### TEXT PASSAGE
+++

Provider Miscommunication Causes Unintended Extraction
Mario Catalano, DDS, MAGD
February 23, 2021
Reading time: 4 minutes
In healthcare risk management, miscommunication is often a precursor to a misunderstanding and — ultimately — a mistake. The following case aptly illustrates how the likelihood of miscommunication is generally increased when a third party relays the information.
This case involved a larger, mostly insurance-based practice that employed multiple dental specialties, including a part-time orthodontist, Dr. R. The practice had recently hired Dr. M, who had just finished her Advanced Education in General Dentistry (AEGD) program. As Dr. M was new and developing a patient base, the other dentists in the practice regularly referred patients to her.
The patient was a 9-year-old male who had a supernumerary tooth above tooth 8. As part of his orthodontic care, this supernumerary tooth needed to be extracted. Dr. R directed this patient to Dr. M for this extraction.
Dr. R submitted a request form for the extraction to the scheduling coordinator. Unfortunately, Dr. R’s handwriting was so illegible that the scheduling coordinator mistook it for a request to extract tooth 8 instead of the supernumerary tooth above it. She scheduled the extraction appropriately (but incorrectly) for tooth 8.
On the day of surgery, Dr. M reviewed the treatment plan on the computer and verified it by reviewing the panoramic X-ray. However, the X-ray was of poor quality, and it appeared to (the inexperienced) Dr. M that the root structure of tooth 8 was compromised by the position of the supernumerary tooth, making the extraction appropriate. Dr. R was not working that day, so Dr. M was unable to verify her conclusion with him, and she did not consult with any of the practice’s more experienced dentists. She extracted tooth 8 without any complications.
When the error was discovered at the next orthodontic appointment, the patient’s parents were promptly advised. The proposed treatment plan was to remove the supernumerary tooth and maintain the tooth 8 space with a cosmetically acceptable removable appliance until it could be replaced with an implant.
The practice offered to cover all costs associated with the remedial treatment; however, the parents withdrew the patient and ultimately commenced a dental malpractice lawsuit against Drs. R and M and the practice. The case was settled as to all parties by a payment in the midrange, with defense costs also in the midrange.
Risk Management Considerations
Theodore Passineau, JD, HRM, RPLU, CPHRM, FASHRM
Extracting the wrong tooth is not all that uncommon as orthodontists communicate with general or pediatric dentists or oral and maxillofacial surgeons. Usually, the problem involves differing numbering systems, human error in either writing or reading the order, poor penmanship, and more. In this case, a variety of risk factors combined to cause the error, including several wrong assumptions.

+++

### THINGS TO DO
**1)** In the article about the wrong-tooth extraction, why did the scheduling coordinator book tooth 8 for removal?
**2)** Pick up the article about the wrong-tooth extraction after its last sentence and keep writing.

### DATA EXTRACT
+++

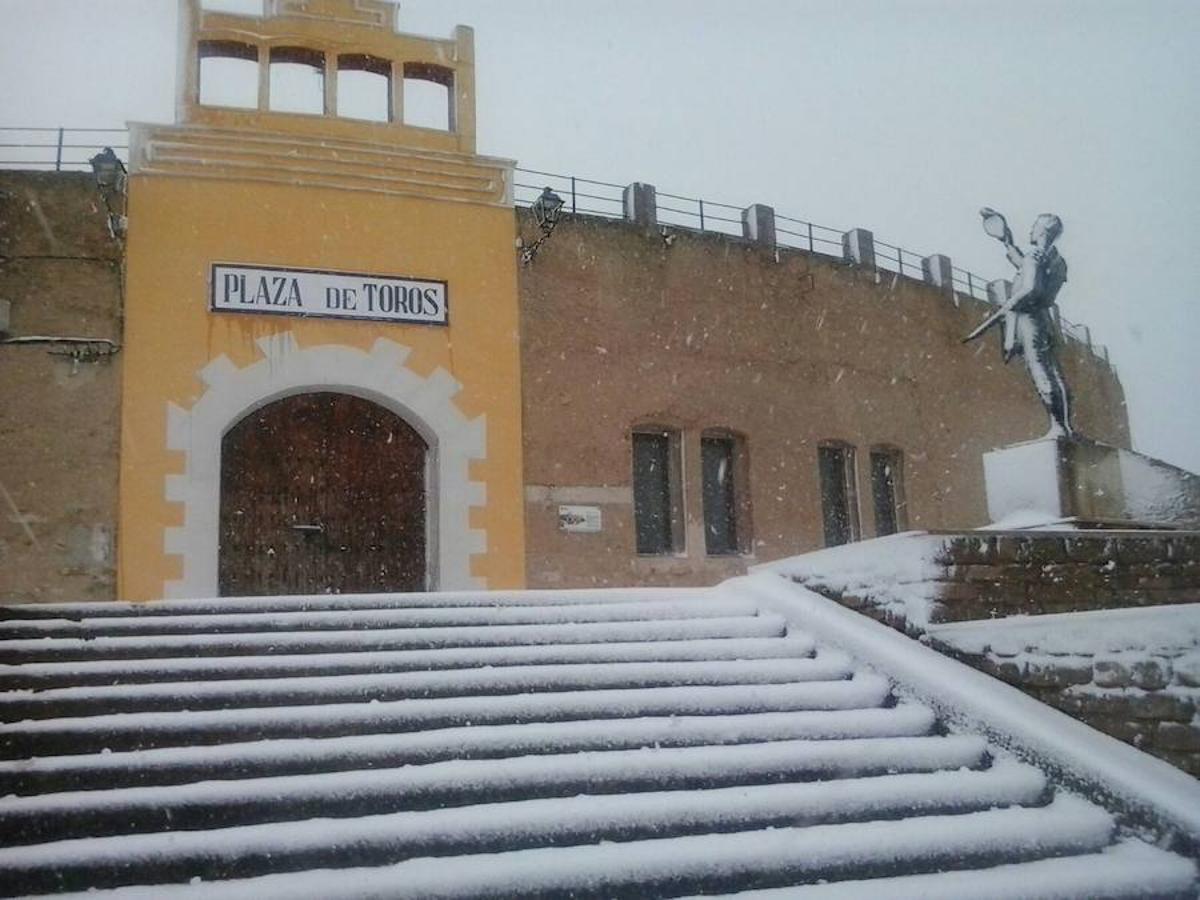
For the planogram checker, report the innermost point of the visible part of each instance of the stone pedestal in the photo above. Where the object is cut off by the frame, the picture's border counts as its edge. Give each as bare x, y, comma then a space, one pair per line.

+++

### RESPONSES FOR EACH TASK
**1)** Dr. R's handwriting was so illegible that she mistook it for a request to extract tooth 8 instead of the supernumerary tooth above it.

**2)**
The first risk factor was Dr. R’s poor penmanship. The scheduling coordinator assumed that Dr. R meant tooth 8 rather than the supernumerary tooth. The potential for this mistaken assumption could have easily been eliminated by having the ordering doctor enter the order directly into the practice’s electronic health record (EHR). This entry would have eliminated the need for the scheduling coordinator to attempt to “decipher” Dr. R’s handwritten order. Whenever an additional person is introduced into the communication loop, the likelihood of miscommunication is exponentially increased.
The second risk factor was Dr. M’s review of the X-ray to confirm the order. Assuming that it was the correct X-ray (and nothing indicates it wasn’t), either the X-ray was of such poor quality that it was unable to facilitate an accurate diagnosis, or Dr. M was not experienced enough to recognize what was correctly displayed. If it was the former, another Panorex should have been taken; if it was the latter, Dr. M should have consulted a more experienced dentist before proceeding with an irreversible procedure. Knowing one’s limitations is a powerful risk management technique.
The third risk (or absent) factor was the communication between Drs. R and M and the parents. If Dr. R had clearly explained the problem and plan to resolve it to the parents, Dr. M would have had the opportunity to verify the planned procedure (the extraction of tooth 8) before its performance, and the parents would have had an opportunity to raise a “red flag.” Also, if these conversations did not occur, it is difficult to see how an adequate informed consent process took place.
One can reasonably speculate that if any of these errors had not occurred, the wrongful extraction ultimately would not have occurred.
One aspect of this case that was handled correctly was the disclosure of the error to the parents once it had been identified. The practice promptly consulted the parents, clearly explained what had occurred, apologized, and proposed a remedial treatment plan at its expense. Ultimately, the parents rejected the practice’s proposal; however, it was handled correctly from an ethical and strategic standpoint.
As the Institute of Medicine reminded us in 1999, “To Err Is Human.” All healthcare practitioners would be wise to be mindful of the inevitability of human error. Systems should be designed and regularly redesigned to minimize the potential for human error, and, when it does occur, to minimize the likelihood that it will negatively affect patient care.
What technique(s) can the new-to-practice dentist use to minimize the likelihood of error resulting from his or her inexperience?